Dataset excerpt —
________________________

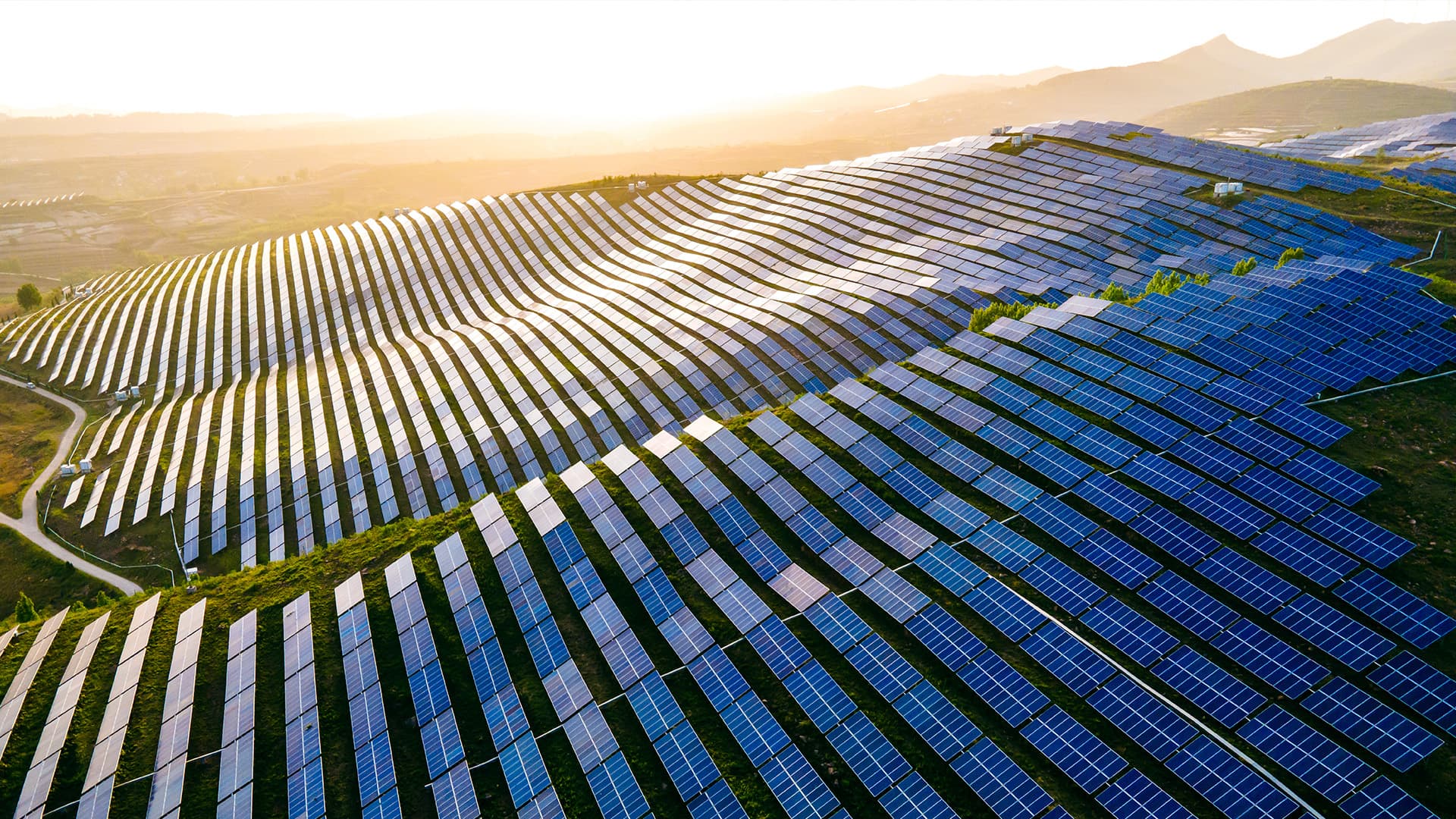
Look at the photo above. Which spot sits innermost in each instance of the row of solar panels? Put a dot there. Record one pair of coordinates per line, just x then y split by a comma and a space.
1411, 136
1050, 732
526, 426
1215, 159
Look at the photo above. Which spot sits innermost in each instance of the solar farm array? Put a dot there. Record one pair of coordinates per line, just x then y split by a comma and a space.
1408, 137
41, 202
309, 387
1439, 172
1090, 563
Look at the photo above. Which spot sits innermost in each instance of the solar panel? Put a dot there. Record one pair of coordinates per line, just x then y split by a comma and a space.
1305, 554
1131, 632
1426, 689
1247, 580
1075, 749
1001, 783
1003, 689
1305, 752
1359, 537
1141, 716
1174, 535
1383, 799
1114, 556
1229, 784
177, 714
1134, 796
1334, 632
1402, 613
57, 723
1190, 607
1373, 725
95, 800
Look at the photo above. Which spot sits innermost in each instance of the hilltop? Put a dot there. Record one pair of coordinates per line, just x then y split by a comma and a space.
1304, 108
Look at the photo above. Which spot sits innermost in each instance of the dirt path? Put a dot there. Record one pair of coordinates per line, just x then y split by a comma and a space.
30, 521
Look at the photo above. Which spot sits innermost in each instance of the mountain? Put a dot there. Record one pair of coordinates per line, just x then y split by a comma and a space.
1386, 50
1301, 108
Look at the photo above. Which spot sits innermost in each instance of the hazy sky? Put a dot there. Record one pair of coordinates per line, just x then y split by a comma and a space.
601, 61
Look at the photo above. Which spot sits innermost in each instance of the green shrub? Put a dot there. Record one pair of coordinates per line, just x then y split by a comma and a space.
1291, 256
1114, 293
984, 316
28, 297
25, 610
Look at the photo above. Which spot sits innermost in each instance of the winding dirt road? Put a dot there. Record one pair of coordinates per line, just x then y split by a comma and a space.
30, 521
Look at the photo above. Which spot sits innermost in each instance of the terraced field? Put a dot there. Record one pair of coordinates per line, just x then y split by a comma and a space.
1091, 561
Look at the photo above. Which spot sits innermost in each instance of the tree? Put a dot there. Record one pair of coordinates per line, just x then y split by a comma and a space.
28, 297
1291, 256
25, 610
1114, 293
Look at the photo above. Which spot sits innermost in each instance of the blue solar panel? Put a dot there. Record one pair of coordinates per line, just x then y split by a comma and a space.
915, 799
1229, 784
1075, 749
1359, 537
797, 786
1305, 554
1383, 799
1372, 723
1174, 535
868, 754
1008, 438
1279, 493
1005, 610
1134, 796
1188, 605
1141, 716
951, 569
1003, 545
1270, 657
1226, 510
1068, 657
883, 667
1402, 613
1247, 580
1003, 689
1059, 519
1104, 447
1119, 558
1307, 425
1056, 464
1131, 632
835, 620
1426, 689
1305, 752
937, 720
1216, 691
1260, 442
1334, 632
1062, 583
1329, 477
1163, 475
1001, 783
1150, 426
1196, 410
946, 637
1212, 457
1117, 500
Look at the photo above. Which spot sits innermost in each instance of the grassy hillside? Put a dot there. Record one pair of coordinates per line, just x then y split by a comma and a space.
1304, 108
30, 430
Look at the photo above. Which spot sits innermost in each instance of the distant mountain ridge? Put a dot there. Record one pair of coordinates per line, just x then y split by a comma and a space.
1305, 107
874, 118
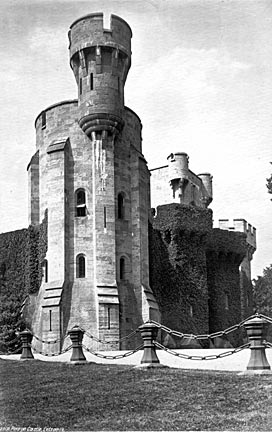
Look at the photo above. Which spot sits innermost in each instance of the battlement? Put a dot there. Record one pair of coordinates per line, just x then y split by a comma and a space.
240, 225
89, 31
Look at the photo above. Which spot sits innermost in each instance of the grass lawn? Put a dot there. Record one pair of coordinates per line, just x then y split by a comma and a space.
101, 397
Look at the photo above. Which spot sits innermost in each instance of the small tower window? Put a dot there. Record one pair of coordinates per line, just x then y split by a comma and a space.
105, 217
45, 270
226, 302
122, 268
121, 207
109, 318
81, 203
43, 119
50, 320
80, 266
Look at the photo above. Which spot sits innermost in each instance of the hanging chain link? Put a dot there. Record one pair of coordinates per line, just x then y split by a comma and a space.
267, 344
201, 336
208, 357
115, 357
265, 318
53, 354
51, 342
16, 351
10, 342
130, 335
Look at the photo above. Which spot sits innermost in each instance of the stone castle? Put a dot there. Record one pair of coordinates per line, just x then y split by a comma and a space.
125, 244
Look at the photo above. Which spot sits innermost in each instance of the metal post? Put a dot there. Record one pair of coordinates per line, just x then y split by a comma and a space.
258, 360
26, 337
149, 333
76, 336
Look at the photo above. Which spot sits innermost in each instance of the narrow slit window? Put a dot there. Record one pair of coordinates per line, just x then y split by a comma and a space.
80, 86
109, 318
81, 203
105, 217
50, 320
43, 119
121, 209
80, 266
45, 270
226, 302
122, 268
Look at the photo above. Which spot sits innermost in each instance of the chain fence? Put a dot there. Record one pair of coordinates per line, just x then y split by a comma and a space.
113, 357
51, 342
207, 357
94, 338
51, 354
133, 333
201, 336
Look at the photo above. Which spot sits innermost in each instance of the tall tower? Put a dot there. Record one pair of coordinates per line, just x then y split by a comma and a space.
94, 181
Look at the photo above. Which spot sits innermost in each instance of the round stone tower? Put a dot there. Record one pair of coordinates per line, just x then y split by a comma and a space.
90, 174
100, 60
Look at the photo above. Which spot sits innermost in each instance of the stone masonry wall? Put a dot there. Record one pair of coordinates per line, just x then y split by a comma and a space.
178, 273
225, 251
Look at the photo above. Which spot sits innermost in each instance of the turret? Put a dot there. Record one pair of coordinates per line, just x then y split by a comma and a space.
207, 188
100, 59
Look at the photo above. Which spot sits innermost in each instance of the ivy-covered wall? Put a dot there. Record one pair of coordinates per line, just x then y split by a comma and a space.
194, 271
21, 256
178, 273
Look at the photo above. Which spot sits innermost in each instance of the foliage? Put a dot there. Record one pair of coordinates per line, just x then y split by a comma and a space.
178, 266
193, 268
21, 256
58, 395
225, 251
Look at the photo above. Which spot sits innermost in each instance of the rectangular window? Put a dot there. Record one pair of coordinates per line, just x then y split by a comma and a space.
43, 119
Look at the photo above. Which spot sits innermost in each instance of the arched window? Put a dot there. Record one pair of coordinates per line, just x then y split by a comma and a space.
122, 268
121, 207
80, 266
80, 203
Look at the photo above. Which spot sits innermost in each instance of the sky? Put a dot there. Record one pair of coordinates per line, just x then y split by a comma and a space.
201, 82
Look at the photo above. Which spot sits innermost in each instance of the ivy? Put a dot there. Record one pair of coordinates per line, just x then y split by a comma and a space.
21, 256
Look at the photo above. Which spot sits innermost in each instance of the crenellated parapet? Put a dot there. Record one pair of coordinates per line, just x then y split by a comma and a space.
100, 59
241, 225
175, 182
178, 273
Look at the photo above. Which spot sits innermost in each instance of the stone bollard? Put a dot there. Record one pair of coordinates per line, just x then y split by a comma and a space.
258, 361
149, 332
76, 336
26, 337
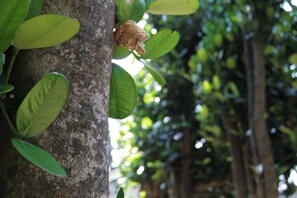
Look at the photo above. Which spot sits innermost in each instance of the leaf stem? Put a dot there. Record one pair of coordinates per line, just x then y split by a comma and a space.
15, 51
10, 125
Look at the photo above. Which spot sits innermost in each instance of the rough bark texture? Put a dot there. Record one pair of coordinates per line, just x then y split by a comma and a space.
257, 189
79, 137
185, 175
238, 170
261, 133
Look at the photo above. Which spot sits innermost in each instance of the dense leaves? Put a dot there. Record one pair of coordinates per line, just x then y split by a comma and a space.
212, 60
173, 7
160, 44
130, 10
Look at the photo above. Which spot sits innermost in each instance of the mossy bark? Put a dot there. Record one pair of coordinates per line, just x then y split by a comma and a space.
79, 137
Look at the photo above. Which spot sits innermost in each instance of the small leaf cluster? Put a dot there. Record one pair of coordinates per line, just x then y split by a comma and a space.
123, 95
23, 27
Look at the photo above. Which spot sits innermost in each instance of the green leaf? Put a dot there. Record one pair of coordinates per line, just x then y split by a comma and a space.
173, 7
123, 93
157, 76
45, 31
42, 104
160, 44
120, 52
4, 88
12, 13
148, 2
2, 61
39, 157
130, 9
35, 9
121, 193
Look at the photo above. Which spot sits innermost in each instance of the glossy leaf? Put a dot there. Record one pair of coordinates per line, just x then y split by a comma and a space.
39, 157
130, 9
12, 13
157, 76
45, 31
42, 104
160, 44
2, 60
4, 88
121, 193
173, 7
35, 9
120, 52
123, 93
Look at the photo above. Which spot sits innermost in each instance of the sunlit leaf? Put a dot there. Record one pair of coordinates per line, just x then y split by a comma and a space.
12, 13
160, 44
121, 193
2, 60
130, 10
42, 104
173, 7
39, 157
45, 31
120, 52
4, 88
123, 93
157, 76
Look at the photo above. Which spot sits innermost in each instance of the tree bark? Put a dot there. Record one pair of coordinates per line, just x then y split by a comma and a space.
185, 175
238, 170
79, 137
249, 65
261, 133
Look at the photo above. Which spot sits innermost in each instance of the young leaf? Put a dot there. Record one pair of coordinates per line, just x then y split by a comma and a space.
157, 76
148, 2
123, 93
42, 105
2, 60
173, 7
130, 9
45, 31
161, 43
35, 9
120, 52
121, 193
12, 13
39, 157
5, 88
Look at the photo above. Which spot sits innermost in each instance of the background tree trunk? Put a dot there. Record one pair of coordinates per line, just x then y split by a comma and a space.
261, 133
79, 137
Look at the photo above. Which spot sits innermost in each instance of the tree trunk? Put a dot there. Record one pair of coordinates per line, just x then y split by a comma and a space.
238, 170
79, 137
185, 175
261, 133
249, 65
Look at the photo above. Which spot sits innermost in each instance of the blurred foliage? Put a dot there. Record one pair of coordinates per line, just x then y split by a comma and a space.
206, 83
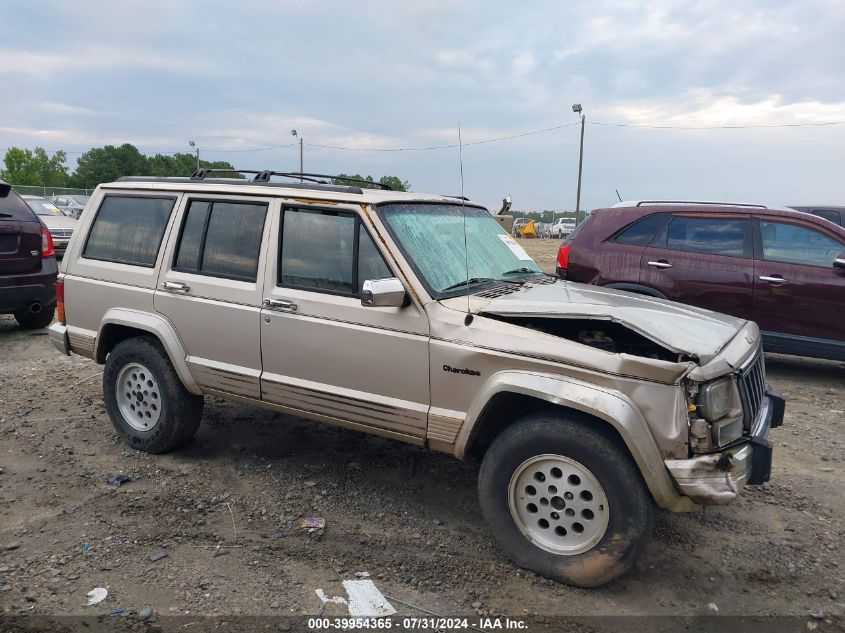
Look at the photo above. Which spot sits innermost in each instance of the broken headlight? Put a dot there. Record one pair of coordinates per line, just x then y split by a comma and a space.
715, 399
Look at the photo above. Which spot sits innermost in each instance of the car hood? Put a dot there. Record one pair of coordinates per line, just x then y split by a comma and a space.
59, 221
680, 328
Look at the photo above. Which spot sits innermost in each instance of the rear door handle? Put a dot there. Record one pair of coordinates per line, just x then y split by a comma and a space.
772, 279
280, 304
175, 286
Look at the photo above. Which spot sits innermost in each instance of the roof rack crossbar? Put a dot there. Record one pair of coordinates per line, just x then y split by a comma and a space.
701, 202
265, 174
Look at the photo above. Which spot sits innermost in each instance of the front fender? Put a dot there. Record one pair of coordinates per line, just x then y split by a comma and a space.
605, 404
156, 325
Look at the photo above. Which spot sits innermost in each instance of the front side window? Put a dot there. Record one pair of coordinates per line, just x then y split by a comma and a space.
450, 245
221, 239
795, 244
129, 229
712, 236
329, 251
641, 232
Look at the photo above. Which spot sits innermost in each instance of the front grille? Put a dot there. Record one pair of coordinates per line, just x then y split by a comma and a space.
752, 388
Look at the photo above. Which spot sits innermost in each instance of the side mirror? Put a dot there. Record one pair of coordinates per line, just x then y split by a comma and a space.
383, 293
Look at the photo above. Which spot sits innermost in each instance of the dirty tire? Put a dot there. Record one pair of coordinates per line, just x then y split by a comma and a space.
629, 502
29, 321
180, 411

________________________

Aim —
Write out again, exactly, the lines from the one holding "the front side" through the end of the listing, with both ends included.

Finished exercise —
Look at the photo above. Which spot sits innermost in each instance of the front side window? Put a dot there. Record one pair of coordinates per line, just x then y split by a comma and a space.
450, 245
221, 239
795, 244
129, 229
712, 236
329, 251
641, 232
Look at the photo above. Which spot sits innermost in each instance of the front grille? Put a dot there. Record one pair of coordinates per line, just x then y split by a comma and a space.
752, 388
Look at the photo above. Which spot sits innermost in each instance of the side mirror? Put a dot there. Record one pair of coordinates per line, just x then y split by a comma and a space.
383, 293
Look at the photo above. Which spot sits innermost in each instance of the dirty tire? Put a dot there. Record one pair of coordinates per line, just x then y split by a comma and a space.
629, 502
29, 321
180, 411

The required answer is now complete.